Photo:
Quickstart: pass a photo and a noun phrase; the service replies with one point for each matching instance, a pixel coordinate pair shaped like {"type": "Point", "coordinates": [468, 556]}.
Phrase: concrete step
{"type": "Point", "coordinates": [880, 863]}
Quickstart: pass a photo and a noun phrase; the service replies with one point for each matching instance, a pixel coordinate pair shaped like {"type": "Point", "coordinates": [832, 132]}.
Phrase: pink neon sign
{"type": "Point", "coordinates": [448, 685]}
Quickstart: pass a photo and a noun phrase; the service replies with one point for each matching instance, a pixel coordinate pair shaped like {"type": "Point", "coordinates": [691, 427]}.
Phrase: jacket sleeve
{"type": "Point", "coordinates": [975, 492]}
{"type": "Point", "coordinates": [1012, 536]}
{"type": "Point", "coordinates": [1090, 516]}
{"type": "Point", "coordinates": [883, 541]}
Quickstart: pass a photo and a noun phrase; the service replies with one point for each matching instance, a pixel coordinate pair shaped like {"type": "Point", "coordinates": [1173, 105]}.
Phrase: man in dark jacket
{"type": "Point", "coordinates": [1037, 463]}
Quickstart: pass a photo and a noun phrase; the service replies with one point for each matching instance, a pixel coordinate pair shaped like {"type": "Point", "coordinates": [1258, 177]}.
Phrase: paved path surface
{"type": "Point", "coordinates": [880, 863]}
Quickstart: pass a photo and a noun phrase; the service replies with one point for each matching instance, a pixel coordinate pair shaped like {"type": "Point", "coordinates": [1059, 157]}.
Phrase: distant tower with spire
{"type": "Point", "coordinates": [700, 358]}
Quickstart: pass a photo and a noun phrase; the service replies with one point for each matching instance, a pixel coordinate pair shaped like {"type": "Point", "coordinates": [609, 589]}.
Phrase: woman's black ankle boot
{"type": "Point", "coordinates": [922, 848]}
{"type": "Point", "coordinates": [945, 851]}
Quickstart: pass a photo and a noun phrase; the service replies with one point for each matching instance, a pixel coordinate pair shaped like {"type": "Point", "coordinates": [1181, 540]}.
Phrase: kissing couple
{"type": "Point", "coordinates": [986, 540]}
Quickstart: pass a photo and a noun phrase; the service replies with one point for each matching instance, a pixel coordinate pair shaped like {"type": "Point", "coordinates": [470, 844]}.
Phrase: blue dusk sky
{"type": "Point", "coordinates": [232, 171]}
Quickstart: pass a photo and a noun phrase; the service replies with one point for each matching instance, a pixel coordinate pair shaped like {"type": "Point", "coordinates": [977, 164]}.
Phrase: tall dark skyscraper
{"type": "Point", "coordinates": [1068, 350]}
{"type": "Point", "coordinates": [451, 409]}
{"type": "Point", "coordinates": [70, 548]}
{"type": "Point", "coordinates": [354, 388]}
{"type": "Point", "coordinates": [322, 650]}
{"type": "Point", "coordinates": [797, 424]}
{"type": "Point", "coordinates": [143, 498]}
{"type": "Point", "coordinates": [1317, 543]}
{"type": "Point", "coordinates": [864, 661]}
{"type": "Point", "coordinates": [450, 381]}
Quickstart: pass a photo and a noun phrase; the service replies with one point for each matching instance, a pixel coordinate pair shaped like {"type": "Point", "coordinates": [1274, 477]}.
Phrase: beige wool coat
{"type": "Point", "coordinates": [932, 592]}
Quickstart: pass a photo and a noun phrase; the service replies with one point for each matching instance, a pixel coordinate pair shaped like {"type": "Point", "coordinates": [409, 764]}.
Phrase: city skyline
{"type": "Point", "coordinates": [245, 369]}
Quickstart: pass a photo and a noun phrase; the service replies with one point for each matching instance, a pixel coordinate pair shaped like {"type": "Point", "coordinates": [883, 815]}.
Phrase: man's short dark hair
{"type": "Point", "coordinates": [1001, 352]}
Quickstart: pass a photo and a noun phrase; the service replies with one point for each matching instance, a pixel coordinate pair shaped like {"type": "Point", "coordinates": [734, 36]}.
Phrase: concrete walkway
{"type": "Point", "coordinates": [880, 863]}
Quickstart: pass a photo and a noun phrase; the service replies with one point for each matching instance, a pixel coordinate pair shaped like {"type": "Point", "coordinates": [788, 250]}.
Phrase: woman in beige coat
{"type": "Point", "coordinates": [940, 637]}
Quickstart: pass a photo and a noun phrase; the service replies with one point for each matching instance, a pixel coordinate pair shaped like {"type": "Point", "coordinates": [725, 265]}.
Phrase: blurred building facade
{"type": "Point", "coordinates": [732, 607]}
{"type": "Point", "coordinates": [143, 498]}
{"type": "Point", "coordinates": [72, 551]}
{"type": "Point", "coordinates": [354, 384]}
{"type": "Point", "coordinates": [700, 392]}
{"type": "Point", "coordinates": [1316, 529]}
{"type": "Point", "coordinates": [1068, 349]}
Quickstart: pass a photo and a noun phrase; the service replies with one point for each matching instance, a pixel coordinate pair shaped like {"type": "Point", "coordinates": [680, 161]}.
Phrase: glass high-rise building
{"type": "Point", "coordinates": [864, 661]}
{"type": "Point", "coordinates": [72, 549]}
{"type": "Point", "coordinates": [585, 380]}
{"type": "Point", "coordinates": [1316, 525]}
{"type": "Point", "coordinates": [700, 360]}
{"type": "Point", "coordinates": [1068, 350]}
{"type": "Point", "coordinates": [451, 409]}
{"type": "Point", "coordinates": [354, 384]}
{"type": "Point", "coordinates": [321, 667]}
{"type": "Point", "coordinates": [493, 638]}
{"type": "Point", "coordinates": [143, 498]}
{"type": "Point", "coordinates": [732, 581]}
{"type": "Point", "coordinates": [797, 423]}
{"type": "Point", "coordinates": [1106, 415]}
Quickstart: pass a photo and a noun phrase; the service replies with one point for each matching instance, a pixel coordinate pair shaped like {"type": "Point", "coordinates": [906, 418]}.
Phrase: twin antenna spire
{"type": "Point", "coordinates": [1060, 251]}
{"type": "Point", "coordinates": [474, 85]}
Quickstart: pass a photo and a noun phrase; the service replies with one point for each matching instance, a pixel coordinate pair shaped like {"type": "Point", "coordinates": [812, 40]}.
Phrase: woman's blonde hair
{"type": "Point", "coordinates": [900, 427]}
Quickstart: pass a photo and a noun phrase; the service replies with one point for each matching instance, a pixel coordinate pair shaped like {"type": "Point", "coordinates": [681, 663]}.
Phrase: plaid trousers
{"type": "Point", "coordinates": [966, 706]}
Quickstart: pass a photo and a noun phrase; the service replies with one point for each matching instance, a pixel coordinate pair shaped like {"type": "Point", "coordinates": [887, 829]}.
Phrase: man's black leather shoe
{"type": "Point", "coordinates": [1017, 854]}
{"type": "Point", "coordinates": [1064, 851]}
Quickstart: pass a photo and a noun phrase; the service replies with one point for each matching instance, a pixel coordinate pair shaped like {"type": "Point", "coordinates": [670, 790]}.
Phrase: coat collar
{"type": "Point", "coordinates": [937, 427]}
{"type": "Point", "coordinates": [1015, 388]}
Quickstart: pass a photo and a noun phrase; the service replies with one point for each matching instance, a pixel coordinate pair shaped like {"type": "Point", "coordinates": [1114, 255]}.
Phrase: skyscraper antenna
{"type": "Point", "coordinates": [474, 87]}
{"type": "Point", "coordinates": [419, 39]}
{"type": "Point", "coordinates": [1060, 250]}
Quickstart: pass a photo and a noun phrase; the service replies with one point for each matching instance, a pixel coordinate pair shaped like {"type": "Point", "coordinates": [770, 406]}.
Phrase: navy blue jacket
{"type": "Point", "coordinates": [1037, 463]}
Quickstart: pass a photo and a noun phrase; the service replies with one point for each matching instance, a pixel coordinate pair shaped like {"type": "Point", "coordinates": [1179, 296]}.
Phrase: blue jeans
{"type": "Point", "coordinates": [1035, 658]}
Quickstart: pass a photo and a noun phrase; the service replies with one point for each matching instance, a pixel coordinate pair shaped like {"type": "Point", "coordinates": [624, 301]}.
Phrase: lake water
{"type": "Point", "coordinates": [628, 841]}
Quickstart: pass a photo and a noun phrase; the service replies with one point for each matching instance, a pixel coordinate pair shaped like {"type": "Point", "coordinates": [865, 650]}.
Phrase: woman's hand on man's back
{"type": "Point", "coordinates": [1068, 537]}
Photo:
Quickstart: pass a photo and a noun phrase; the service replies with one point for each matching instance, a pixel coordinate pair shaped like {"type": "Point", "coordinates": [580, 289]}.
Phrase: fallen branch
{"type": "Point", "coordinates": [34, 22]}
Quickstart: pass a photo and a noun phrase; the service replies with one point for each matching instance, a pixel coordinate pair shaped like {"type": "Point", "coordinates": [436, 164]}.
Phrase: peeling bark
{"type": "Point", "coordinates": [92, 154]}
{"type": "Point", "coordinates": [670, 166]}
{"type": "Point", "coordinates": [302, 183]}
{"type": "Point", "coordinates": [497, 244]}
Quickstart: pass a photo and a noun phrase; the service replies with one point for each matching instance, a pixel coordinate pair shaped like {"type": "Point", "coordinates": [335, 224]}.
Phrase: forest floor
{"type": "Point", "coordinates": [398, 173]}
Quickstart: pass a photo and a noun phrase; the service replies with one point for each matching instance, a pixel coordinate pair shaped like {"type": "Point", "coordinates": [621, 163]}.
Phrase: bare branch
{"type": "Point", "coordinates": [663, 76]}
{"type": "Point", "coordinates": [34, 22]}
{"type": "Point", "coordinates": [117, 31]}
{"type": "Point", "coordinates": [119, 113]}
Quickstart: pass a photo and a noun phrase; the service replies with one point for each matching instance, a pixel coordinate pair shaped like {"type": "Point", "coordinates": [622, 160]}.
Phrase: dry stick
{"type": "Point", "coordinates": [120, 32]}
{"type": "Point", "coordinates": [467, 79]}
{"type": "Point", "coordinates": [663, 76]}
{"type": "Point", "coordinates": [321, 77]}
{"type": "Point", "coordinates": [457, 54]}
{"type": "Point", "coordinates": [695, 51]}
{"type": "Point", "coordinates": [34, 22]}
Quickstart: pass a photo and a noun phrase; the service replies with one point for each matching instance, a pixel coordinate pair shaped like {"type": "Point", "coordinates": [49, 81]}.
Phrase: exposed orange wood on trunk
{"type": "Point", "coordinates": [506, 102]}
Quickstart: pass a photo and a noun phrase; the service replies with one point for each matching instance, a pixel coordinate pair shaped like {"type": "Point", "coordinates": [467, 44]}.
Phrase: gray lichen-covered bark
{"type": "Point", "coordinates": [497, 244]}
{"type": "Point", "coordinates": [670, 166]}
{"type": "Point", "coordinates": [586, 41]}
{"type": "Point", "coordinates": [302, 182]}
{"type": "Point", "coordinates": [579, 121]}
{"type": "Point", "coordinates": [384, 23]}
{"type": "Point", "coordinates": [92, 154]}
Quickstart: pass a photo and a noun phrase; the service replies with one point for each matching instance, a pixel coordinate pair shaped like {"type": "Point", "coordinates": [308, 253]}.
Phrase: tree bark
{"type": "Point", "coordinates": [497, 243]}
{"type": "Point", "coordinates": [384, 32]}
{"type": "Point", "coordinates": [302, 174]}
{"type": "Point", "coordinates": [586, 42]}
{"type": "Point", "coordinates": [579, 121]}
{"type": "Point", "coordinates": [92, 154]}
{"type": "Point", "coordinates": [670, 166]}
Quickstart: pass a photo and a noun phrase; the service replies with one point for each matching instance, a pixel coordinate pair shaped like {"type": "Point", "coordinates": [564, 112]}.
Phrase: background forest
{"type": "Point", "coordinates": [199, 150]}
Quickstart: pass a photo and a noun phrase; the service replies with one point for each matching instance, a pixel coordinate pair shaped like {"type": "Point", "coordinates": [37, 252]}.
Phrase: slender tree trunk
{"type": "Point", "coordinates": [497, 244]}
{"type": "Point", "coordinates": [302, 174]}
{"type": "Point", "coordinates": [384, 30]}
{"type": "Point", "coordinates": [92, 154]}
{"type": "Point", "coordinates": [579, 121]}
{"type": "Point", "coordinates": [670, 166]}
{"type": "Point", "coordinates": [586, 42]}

^^^^^^^^^^^^^^^^

● SET TASK: Pick out every line in the entries above that contains the word "bark" and copy each one.

● EXERCISE SOLUTION:
Phrase: peeling bark
Phrase: gray lichen-covered bark
Phrase: tree bark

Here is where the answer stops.